Collected data:
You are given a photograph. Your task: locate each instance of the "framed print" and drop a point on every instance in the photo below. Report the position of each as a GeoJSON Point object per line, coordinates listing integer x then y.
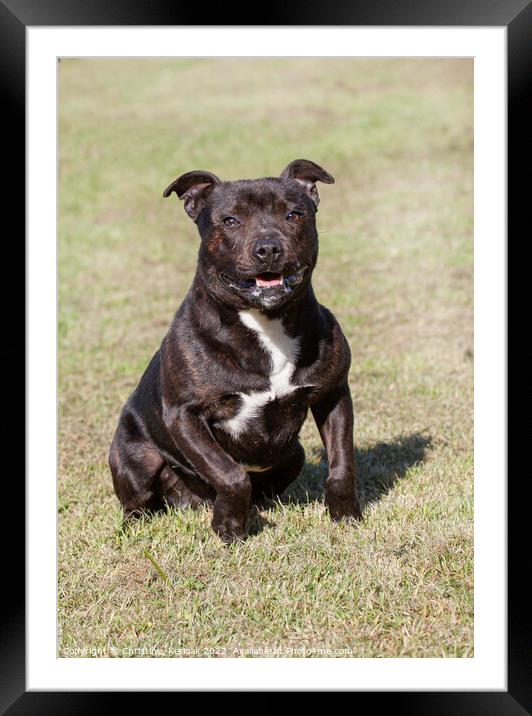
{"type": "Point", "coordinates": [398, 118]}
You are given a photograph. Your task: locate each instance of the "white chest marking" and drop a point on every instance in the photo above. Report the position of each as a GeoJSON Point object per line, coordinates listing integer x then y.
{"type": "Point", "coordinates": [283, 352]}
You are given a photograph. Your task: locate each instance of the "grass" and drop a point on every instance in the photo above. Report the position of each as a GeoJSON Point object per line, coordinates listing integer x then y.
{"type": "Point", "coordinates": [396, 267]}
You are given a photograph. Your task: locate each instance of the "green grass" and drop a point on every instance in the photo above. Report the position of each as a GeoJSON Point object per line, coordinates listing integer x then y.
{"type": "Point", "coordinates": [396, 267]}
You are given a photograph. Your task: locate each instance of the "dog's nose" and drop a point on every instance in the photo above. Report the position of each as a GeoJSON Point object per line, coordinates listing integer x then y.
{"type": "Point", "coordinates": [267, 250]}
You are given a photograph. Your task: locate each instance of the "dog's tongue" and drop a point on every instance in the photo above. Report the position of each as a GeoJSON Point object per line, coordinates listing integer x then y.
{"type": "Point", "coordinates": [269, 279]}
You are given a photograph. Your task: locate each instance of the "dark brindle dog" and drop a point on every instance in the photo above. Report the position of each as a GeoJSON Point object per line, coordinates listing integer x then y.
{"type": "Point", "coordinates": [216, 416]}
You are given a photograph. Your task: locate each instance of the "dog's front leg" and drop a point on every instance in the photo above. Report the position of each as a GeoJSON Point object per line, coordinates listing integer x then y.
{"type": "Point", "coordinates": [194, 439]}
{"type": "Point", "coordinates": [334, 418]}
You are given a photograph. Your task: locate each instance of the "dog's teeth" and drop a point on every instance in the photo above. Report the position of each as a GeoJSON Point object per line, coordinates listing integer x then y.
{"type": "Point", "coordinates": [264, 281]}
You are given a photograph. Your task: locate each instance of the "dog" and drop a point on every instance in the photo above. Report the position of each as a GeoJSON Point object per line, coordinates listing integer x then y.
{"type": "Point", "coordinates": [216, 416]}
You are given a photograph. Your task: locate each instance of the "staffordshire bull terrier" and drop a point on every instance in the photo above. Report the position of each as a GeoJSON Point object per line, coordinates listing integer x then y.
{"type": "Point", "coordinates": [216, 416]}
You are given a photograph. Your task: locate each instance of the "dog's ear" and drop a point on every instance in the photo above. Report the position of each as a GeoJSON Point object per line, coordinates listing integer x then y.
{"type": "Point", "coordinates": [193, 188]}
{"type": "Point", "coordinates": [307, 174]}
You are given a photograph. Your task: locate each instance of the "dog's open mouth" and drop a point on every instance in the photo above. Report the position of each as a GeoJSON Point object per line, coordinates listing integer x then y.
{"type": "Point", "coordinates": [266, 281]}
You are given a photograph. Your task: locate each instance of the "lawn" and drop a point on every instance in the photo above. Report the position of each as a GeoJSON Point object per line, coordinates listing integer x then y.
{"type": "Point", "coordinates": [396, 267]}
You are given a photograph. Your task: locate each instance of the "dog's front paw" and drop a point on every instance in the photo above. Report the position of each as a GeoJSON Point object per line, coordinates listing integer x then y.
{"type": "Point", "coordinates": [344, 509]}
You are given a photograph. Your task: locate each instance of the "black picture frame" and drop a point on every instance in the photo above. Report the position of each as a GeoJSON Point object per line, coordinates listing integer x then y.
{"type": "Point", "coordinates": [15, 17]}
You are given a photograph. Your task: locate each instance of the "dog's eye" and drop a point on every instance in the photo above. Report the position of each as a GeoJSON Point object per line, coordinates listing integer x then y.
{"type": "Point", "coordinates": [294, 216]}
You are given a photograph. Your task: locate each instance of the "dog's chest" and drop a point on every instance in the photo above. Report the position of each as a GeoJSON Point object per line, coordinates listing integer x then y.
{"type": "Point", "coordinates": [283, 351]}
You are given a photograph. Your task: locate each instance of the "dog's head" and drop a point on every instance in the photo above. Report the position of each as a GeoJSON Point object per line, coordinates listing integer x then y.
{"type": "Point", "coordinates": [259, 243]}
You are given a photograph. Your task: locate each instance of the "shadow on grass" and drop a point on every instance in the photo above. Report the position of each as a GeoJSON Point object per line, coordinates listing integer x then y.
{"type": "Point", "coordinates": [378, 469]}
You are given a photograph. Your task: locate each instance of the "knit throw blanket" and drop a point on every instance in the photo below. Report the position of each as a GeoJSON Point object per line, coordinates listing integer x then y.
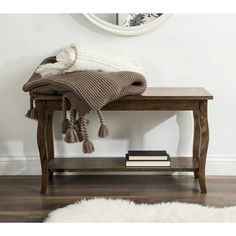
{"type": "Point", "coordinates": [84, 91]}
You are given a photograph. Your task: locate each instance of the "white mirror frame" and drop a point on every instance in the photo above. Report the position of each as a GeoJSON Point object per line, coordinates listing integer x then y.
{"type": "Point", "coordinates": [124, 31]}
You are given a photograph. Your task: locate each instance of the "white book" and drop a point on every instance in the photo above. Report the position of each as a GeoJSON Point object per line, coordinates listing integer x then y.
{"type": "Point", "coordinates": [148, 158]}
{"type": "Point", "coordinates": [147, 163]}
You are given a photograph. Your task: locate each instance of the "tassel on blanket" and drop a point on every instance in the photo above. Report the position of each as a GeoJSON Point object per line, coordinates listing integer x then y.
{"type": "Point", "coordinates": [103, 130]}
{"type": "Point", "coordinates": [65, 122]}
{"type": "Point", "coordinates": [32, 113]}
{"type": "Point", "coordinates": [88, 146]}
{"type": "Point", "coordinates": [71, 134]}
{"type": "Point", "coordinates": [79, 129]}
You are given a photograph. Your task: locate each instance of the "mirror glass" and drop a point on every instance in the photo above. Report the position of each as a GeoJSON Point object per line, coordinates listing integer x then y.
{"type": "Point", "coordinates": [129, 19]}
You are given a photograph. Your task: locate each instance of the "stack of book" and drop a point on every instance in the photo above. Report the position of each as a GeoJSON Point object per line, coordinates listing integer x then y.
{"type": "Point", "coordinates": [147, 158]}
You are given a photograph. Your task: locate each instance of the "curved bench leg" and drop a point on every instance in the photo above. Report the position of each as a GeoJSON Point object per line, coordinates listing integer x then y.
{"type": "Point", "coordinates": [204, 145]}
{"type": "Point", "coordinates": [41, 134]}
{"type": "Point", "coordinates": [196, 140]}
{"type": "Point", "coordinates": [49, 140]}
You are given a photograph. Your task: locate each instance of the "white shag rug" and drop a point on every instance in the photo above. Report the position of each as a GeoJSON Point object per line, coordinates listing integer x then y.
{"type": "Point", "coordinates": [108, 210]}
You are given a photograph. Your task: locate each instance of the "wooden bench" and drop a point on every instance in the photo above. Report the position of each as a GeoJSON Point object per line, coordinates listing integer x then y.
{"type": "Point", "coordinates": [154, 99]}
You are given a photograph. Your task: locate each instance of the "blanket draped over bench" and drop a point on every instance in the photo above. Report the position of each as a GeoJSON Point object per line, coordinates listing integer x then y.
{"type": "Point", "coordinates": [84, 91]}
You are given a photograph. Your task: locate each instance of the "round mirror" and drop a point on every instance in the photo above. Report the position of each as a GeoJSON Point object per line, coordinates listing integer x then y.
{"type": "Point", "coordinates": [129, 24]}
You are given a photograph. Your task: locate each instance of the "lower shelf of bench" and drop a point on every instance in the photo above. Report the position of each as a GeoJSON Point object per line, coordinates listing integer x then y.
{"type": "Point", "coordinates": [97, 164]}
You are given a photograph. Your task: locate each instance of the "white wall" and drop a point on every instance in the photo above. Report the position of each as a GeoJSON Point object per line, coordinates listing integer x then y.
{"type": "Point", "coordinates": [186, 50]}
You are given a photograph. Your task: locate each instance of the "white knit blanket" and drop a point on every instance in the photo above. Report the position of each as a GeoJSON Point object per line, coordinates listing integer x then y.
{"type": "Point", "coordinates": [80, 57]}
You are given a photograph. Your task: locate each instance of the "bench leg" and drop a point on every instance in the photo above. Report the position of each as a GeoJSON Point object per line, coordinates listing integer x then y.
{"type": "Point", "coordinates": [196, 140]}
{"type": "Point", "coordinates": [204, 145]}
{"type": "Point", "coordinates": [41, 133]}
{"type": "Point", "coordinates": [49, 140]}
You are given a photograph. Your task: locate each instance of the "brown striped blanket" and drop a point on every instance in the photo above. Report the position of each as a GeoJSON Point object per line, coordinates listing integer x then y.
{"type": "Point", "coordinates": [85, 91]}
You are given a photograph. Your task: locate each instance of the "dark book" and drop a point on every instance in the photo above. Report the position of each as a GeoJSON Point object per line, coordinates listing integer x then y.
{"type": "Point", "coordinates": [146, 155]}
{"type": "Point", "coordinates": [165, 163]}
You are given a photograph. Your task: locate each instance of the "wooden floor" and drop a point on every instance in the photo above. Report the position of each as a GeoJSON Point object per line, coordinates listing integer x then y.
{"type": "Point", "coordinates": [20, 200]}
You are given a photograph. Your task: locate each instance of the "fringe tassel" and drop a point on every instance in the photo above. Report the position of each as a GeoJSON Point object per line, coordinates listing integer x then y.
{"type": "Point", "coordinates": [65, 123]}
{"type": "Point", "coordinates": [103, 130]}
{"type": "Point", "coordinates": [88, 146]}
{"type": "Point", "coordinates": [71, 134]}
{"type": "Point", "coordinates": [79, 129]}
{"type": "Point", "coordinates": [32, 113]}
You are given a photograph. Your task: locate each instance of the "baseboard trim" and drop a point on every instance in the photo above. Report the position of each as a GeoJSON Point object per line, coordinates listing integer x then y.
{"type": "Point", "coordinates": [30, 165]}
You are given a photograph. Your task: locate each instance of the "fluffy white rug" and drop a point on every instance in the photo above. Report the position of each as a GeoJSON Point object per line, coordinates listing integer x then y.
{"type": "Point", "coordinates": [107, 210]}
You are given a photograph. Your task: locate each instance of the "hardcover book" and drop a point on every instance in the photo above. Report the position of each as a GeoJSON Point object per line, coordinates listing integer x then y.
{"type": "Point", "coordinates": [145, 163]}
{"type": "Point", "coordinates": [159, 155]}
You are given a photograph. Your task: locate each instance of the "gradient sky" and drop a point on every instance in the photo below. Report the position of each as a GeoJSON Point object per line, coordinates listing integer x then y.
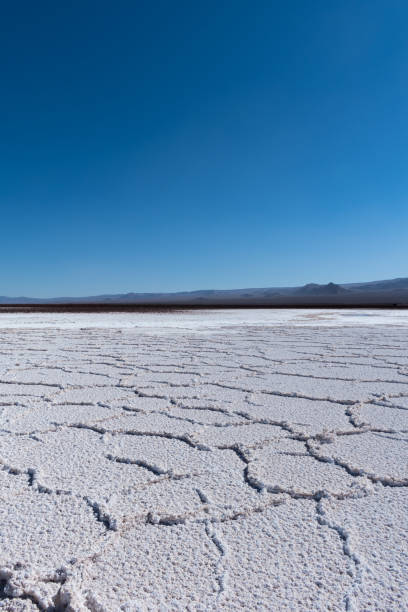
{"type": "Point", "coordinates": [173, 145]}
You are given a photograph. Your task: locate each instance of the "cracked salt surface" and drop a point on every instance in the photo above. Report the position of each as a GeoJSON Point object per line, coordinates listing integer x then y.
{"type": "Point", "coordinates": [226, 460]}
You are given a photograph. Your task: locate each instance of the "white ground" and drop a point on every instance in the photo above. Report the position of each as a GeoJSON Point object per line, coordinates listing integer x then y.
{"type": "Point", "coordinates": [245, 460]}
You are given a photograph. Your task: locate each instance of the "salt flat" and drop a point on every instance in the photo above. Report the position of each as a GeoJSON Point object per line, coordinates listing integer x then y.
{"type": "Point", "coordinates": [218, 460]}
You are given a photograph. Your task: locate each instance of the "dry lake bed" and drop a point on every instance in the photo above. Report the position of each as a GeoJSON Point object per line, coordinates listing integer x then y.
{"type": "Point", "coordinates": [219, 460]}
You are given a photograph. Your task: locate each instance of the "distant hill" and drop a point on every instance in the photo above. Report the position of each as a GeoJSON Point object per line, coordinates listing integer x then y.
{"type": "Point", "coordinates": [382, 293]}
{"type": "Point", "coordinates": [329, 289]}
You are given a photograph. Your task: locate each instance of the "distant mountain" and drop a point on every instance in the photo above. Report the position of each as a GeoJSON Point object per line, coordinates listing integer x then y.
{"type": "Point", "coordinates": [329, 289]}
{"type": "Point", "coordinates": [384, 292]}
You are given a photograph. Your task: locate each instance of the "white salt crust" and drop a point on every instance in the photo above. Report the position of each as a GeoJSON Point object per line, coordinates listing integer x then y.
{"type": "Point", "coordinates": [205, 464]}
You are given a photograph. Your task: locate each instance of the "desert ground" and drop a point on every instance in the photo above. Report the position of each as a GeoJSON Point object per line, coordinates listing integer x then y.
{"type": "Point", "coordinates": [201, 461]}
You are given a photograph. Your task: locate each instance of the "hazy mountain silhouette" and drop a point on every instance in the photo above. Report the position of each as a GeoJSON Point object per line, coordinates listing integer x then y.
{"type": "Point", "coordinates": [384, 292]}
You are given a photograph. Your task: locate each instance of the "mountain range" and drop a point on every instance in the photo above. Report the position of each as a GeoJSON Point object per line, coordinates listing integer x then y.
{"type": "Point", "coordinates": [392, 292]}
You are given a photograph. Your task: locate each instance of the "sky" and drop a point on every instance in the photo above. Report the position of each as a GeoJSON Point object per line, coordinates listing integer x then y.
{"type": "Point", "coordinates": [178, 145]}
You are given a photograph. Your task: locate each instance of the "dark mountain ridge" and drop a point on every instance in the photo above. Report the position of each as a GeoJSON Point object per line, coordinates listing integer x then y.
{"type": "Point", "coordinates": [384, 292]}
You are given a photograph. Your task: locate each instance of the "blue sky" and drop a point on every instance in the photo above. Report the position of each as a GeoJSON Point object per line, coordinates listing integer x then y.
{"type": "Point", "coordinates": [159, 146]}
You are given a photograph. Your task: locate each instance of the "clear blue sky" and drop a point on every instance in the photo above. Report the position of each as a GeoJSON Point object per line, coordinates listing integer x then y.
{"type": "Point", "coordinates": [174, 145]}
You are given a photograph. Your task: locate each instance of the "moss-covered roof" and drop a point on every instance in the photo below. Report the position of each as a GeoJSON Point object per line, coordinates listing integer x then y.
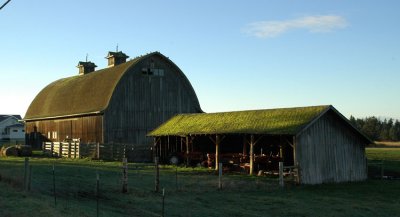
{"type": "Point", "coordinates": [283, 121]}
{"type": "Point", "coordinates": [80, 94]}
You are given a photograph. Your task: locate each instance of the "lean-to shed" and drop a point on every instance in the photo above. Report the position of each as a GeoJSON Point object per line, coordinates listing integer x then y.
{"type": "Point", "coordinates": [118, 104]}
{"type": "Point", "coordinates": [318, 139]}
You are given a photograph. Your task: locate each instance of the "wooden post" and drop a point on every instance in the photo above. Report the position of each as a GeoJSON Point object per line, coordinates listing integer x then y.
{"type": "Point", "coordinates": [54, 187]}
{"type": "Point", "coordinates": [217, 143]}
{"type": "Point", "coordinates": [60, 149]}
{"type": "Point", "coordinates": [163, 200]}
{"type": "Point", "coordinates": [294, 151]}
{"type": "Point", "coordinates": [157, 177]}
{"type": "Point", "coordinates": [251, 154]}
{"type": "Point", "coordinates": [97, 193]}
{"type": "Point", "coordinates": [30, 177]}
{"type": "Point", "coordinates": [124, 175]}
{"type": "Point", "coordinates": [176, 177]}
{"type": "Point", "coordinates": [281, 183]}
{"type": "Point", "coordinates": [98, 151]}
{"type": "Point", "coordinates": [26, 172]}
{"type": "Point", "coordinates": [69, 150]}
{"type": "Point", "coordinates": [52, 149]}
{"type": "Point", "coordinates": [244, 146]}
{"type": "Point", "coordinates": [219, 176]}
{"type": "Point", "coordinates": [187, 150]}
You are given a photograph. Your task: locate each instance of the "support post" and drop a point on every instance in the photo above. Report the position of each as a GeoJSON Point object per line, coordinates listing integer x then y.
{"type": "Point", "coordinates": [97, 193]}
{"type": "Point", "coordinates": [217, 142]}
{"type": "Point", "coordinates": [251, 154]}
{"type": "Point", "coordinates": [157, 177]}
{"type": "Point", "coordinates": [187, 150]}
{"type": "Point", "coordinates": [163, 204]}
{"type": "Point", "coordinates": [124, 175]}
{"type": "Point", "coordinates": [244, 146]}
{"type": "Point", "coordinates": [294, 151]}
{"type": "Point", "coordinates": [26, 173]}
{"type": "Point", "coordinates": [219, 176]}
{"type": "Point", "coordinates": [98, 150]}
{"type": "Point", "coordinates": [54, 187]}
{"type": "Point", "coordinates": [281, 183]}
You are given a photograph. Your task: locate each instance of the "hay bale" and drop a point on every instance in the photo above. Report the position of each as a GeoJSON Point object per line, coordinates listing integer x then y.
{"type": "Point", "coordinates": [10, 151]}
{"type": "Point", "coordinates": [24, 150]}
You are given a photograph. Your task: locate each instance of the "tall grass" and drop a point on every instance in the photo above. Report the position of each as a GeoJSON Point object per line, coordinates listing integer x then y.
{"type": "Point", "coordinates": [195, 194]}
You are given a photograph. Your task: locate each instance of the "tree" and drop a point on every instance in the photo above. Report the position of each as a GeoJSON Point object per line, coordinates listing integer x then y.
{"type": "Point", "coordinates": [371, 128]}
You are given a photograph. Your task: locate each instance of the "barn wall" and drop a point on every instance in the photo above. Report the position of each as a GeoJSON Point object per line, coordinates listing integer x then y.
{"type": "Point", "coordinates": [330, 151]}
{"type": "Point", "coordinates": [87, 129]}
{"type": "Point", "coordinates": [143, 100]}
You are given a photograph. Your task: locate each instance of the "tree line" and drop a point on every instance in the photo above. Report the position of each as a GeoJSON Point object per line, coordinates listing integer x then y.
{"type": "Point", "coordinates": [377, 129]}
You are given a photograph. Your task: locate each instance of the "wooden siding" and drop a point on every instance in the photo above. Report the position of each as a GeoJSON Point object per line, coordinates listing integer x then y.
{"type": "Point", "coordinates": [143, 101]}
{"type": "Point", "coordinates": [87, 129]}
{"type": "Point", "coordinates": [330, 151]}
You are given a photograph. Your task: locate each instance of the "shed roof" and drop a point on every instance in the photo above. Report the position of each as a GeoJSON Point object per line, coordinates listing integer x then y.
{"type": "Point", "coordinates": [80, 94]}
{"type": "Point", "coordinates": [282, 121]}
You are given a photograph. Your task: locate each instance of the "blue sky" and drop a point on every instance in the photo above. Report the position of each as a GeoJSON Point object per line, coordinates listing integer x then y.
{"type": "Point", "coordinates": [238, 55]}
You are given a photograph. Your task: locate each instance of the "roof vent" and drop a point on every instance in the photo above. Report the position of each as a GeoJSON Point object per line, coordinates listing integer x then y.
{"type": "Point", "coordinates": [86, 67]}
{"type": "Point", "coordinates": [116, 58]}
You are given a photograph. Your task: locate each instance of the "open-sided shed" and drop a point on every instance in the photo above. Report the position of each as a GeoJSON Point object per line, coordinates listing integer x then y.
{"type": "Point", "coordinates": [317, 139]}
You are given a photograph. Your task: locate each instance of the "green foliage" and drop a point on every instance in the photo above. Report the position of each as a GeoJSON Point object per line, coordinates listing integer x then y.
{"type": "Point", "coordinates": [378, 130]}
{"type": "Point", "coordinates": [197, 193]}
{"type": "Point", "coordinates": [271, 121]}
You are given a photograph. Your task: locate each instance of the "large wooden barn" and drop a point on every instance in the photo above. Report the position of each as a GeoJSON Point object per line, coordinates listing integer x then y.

THE EXERCISE:
Pick out each line in the items above that contains the word "front", and copy those lines.

RESULT OF THE TASK:
You are given a photograph. Your task: locate each instance of the "dog's front leg" and drop a point on every instance in the photo above. Report the position of each as a GeoJSON Point object per line, coordinates listing integer x then y.
You are given a photograph. Your task: locate each instance of the "dog's front paw" and drop a point on every instance in the photo above. Report the position of each as a GeoJSON Point object per line, coordinates listing integer x then y.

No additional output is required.